:: EXTRAIT CHOISI

Film sur OCS Choc à 20 h 40

ALI Trailer
Durée : 02:56

Un jeune homme noir court dans la rue. Un jeune homme noir chante sur scène. Le premier s’appelle encore Cassius Clay, le second Sam Cooke. Pour ouvrir Ali, Michael Mann a construit cette séquence triomphale, qui juxtapose d’abord, puis mêle intimement la boxe et la musique. La gloire athlétique du jeune champion olympique qui s’apprête à devenir champion du monde professionnel a pour contrepoint la séduction mystique et sexuelle qu’exerce Cooke (chanteur de gospel passé du côté du diable) sur son public.

Nous sommes en 1964, aux Etats-Unis ; les murs s’effondrent : le rhythm’n’blues fait danser les Blancs ; les Noirs manifestent dans les Etats du Sud, bravant les balles, les canons à eau et les chiens policiers pour avoir le droit de s’asseoir à l’avant des bus. Avec son sens de l’héroïsme visuel, Michael Mann compose, pendant les premières minutes d’Ali, un hymne cinématographique aux espoirs de ce moment de l’histoire.

Ce beau et long film ne se remet jamais tout à fait de cette poussée d’adrénaline. Cette juste euphorie ne dura d’ailleurs qu’un instant et s’acheva avec l’assassinat de Martin Luther King et les émeutes des ghettos noirs en 1968.

::::

ACTIVITÉ 1 =
Recopiez, dans l'extrait sur le film Ali, le passage allant de « ALI Trailer » jusqu'à « sur son public. ».
ACTIVITÉ 2 =
Les affirmations suivantes sont-elles conformes à l'extrait sur le film Ali ? Répondez par oui ou par non, puis citez les mots du texte qui justifient chaque réponse.
(a) Le film s'ouvre sur une séquence qui associe la boxe et la musique.
(b) L'action du début du film se situe en 1968.
(c) Sam Cooke est présenté comme un chanteur de jazz.

:: DOCUMENTS FOURNIS

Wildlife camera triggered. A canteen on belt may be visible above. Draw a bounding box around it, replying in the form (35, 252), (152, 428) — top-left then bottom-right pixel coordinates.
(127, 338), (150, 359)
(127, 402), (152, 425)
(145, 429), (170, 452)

::::

RÉSULTAT ATTENDU 1 =
ALI Trailer
Durée : 02:56

Un jeune homme noir court dans la rue. Un jeune homme noir chante sur scène. Le premier s’appelle encore Cassius Clay, le second Sam Cooke. Pour ouvrir Ali, Michael Mann a construit cette séquence triomphale, qui juxtapose d’abord, puis mêle intimement la boxe et la musique. La gloire athlétique du jeune champion olympique qui s’apprête à devenir champion du monde professionnel a pour contrepoint la séduction mystique et sexuelle qu’exerce Cooke (chanteur de gospel passé du côté du diable) sur son public.

RÉSULTAT ATTENDU 2 =
(a) Oui : « qui juxtapose d’abord, puis mêle intimement la boxe et la musique ».
(b) Non : « Nous sommes en 1964, aux Etats-Unis ».
(c) Non : « chanteur de gospel passé du côté du diable ».